- _Records to use_
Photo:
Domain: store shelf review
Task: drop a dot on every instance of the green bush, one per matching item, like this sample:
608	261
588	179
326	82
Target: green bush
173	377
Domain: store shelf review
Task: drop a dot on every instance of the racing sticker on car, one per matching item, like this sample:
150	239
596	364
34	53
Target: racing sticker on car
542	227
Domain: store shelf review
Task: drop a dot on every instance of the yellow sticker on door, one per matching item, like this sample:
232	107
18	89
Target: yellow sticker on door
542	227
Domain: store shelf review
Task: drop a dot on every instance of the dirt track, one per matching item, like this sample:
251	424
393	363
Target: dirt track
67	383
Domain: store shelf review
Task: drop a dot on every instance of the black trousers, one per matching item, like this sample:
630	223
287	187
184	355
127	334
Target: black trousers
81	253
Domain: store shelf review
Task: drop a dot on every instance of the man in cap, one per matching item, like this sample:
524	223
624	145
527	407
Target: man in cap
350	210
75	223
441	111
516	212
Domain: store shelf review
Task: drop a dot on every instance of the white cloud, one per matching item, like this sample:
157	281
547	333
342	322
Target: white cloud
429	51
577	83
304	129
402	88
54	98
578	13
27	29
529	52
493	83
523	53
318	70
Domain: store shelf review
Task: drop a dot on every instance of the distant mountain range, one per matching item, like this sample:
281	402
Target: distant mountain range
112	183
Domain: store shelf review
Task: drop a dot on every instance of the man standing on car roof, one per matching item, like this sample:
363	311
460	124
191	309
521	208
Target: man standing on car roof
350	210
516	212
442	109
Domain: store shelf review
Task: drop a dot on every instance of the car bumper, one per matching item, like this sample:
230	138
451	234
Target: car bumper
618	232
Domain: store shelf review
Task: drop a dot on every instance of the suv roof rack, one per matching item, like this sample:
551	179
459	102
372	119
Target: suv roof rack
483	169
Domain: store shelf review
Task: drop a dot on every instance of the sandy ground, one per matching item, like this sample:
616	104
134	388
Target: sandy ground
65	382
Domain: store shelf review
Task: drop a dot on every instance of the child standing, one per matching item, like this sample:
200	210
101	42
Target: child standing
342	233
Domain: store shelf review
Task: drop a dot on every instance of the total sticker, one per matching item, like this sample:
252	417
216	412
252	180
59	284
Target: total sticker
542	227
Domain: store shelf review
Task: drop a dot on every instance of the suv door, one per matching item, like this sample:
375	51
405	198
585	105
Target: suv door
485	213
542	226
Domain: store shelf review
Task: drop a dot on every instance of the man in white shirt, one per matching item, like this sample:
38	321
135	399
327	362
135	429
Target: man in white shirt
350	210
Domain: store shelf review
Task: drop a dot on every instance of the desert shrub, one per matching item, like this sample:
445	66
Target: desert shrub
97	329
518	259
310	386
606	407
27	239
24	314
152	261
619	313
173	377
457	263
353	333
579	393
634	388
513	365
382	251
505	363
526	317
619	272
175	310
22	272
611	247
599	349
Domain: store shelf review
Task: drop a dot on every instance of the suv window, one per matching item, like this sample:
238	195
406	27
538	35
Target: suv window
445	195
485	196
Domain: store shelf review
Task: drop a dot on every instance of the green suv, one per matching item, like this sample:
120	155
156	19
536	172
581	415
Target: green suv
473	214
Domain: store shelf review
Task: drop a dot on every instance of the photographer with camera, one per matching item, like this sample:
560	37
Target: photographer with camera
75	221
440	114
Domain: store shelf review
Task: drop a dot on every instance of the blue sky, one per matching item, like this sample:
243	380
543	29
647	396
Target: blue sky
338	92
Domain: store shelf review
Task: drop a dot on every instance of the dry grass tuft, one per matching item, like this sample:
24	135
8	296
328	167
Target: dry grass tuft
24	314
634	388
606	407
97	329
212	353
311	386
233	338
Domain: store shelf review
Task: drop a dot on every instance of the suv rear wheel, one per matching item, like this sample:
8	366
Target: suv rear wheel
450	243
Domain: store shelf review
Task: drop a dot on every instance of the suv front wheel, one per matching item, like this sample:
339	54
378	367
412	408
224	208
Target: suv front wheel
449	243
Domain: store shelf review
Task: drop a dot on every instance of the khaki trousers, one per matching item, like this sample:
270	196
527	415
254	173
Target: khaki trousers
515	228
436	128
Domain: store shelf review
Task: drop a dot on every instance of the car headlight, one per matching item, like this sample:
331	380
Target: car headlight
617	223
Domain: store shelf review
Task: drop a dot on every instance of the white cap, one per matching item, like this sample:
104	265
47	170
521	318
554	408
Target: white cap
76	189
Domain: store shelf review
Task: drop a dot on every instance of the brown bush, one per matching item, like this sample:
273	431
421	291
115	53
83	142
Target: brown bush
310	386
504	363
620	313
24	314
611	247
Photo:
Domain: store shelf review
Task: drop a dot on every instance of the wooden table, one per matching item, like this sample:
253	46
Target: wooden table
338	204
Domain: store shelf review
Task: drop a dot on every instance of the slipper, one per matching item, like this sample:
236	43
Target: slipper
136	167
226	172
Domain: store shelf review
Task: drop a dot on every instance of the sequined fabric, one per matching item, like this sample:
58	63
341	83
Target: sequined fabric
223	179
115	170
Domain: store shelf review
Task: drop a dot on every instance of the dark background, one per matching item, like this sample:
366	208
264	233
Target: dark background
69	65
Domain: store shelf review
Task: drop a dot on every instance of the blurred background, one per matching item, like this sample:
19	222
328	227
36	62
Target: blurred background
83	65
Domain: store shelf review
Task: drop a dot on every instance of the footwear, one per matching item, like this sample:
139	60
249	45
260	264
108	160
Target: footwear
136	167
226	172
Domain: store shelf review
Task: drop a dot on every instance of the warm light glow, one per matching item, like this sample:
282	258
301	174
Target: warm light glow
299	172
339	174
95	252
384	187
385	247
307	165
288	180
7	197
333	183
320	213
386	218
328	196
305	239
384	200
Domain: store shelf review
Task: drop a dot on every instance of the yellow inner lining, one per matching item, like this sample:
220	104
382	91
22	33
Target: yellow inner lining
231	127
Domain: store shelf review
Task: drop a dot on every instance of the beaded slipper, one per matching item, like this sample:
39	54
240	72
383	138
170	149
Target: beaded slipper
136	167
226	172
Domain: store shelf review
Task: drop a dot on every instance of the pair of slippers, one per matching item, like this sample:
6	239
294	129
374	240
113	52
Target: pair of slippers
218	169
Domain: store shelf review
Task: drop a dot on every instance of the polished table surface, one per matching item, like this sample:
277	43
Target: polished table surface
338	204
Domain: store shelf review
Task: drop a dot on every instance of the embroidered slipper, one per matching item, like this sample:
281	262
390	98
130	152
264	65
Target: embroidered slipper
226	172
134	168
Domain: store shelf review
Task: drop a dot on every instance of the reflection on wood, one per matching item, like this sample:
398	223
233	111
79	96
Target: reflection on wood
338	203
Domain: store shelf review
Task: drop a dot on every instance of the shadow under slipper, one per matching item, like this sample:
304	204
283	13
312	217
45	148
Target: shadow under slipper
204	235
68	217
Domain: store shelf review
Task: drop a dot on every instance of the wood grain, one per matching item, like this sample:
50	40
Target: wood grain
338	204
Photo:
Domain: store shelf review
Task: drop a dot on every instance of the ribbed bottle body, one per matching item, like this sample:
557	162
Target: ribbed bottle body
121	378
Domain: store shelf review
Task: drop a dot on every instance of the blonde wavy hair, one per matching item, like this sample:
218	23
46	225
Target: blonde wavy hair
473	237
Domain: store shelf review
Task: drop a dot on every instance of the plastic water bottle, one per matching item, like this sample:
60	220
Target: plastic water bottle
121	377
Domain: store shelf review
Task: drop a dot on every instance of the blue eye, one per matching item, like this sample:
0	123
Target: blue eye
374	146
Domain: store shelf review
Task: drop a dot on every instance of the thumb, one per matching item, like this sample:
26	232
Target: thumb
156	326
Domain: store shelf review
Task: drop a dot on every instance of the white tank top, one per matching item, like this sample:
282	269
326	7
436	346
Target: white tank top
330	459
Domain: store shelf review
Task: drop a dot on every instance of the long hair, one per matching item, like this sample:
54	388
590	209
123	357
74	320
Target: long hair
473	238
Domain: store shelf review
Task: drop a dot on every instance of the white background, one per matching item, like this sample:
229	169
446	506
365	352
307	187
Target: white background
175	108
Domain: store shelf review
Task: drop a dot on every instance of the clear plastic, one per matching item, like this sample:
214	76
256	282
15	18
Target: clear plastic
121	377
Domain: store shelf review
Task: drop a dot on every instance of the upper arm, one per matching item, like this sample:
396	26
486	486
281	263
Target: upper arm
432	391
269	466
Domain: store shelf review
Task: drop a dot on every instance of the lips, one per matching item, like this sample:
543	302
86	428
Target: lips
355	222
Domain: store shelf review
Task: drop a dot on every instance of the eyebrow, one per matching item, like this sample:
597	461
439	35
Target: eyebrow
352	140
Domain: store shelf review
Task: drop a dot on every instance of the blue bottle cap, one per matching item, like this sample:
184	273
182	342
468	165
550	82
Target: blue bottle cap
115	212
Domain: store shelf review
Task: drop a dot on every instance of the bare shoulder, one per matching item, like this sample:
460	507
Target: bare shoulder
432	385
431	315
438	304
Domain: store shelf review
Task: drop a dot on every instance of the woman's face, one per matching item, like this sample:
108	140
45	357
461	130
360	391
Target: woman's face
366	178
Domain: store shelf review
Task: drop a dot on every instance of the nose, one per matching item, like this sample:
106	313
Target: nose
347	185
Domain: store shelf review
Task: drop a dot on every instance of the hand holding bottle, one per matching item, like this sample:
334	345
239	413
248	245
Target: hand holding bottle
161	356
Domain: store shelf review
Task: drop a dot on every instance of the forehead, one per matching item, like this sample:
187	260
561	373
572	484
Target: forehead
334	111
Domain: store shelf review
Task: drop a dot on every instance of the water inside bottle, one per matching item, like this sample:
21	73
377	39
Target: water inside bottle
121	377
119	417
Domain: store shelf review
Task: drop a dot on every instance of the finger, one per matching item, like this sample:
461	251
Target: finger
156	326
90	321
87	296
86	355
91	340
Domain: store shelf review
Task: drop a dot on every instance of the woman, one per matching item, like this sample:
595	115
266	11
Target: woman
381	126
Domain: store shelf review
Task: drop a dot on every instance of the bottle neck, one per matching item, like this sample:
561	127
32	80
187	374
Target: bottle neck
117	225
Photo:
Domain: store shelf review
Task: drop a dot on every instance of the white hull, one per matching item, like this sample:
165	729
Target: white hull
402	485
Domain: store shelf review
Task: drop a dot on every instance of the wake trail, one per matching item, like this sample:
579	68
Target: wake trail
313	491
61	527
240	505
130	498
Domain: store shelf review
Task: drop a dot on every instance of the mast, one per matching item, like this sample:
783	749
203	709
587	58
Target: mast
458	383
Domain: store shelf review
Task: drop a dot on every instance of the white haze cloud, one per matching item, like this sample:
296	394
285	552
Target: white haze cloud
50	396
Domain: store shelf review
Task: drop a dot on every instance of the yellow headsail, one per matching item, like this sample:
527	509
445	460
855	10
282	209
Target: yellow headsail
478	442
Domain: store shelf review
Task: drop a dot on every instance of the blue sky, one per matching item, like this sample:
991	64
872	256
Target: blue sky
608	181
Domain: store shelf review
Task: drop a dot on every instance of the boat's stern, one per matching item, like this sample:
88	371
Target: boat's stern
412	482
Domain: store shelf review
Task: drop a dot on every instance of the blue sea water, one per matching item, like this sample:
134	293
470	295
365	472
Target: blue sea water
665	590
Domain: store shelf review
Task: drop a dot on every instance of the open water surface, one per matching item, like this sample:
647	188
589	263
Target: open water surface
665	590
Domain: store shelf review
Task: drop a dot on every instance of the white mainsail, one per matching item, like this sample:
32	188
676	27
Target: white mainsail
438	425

- _The request_
Collect every line of the listing that contains the string "lips", treating case as significant.

- _Solution to this task_
Task: drop a dot on every instance of the lips, one per matching item, like this sample:
Target: lips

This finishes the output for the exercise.